Ahora, si el problema real es la inseguridad, entonces deberíamos reflexionar al respecto. Esta reflexión nos conduce necesariamente a pensar el castigo. Y pensar el castigo es pensar la cárcel.

¿Qué tipo de cárcel necesitamos y para qué? ¿Tenemos que avanzar hacia un sistema como el de El Salvador, donde la absoluta negación de los derechos básicos de las personas detenidas busca amedrentar al conjunto social para alejarlos de la idea de cometer delitos? ¿O el camino es fortalecer un esquema donde el castigo, además de funcionar como una especie de desalentador social al delito, busca generar espacios donde las personas puedan encontrar otros sentidos y construir otras referencias identitarias?

Si, en efecto, estamos convencidos de que la segunda opción es el camino correcto, la alianza de la cárcel con la universidad (y podríamos precisar: con la universidad pública), puede resultar un paso estratégico, pues construir referencias identitarias y ampliar el campo del conocimiento social liberando al sentido común de sus estereotipos, son objetivos fundamentales de la universidad. Su rol no es sólo desarrollar y multiplicar el conocimiento de una determinada disciplina. La universidad pública tiene un rol social que va más allá: cuestiona las regulaciones del trato comunitario aún cuando, si fuera necesario, deba tensionar con la conciencia colectiva y sus valores osificados. Es imperativo de la universidad poner en debate aquellas máximas aparentemente incuestionables que nos hacen repetir las mismas recetas para obtener, tristemente, los mismos resultados.

Y lo pensamos en términos de alianza porque, además, la universidad también necesita nutrirse y transitar experiencias concretas para construir conocimiento. La universidad pública no puede ni debe ser un lugar desde donde se piensa la sociedad pero que no es interpelada por ésta.

Desde las ciencias sociales y desde la sociología en particular, esto adquiere una dimensión aún mayor ¿Puede la sociología comprender e interpretar los castigos si no transita, aunque sea parcialmente, también la cárcel? Cuando la ciencia discurre por los centros universitarios ubicados en complejos penitenciarios, cuando los apuntes se reparten y discuten en los pabellones, cuando las personas que son receptoras del castigo social pueden participar del mundo universitario, cuestionar los principios y preceptos que lo articulan, proponer nuevos paradigmas y son parte de la reflexión colectiva es cuando la cárcel adquiere un nuevo sentido. Y la universidad también.
....................
Pruébalo: Sigue escribiendo el texto sobre la cárcel y la universidad pública a partir de su última oración.
....................
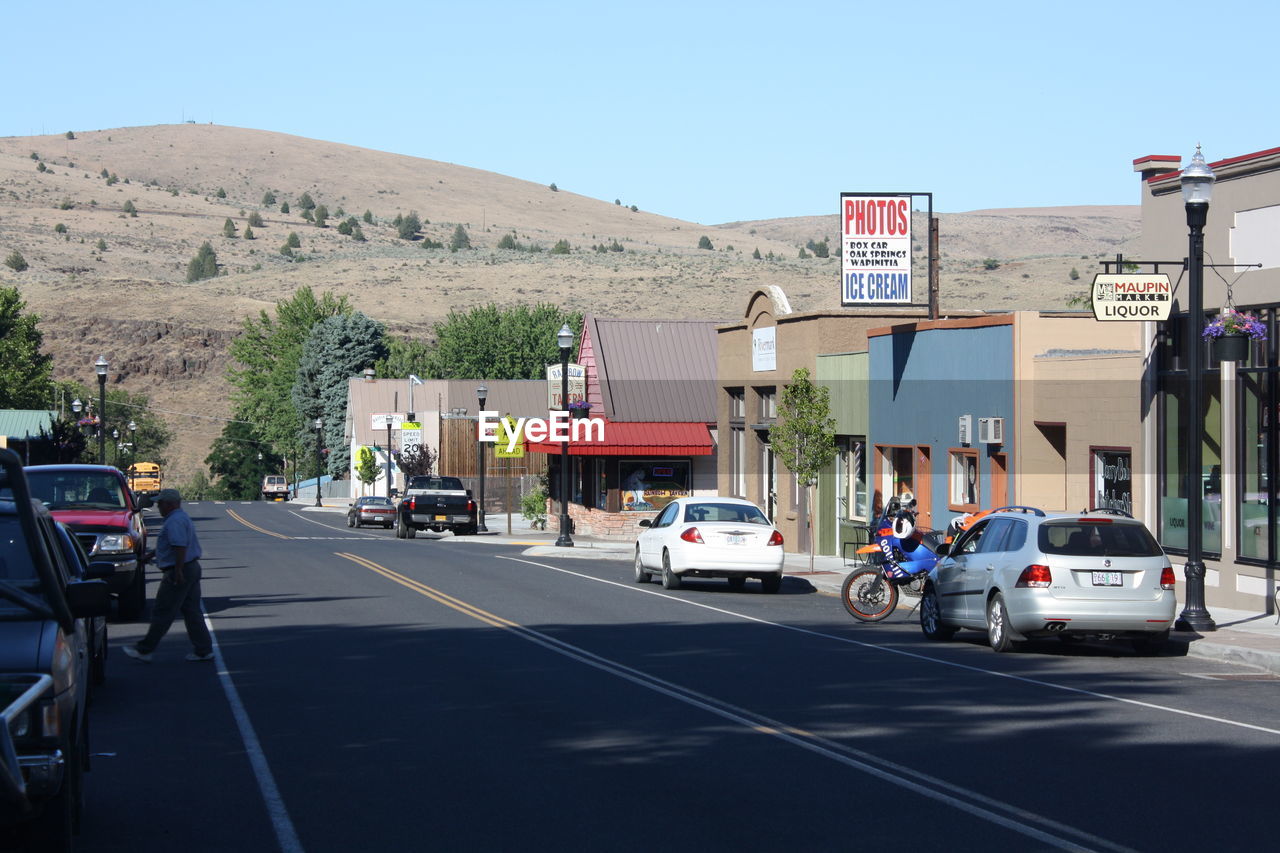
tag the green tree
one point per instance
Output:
(488, 342)
(407, 227)
(460, 240)
(336, 349)
(24, 370)
(804, 434)
(204, 264)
....................
Resultado:
En la actualidad, muchas nniversidades nacionales que tienen programas de educación en cárceles: UNC, UNR, UNLP, UNSAM, por citar algunos ejemplos. La UBA tiene Centros Universitarios en los complejos penitenciarios de Ezeiza (varones y mujeres) y Devoto, entre los que se dictan 8 carreras y el CBC. 

La carrera de Sociología, presente en los tres centros con oferta curricular, talleres de extensión y proyectos de investigación, tiene 30 alumnos y ya cuenta con 6 graduados que se recibieron estando todavía en contexto de encierro. Muchos otros lo hicieron cuando recuperaron su libertad. Algunos alumnos han sido colaboradores en reconocidas publicaciones universitarias como El Ojo Mocho o Bitácora de la Pandemia.

Durante el período de cuarentena, Sociología se mantuvo en contacto con sus estudiantes y pudo garantizar la continuidad de la cursada gracias a las funciones de tutoría que asumieron los alumnos más avanzados guiando a sus compañeros del tramo inicial.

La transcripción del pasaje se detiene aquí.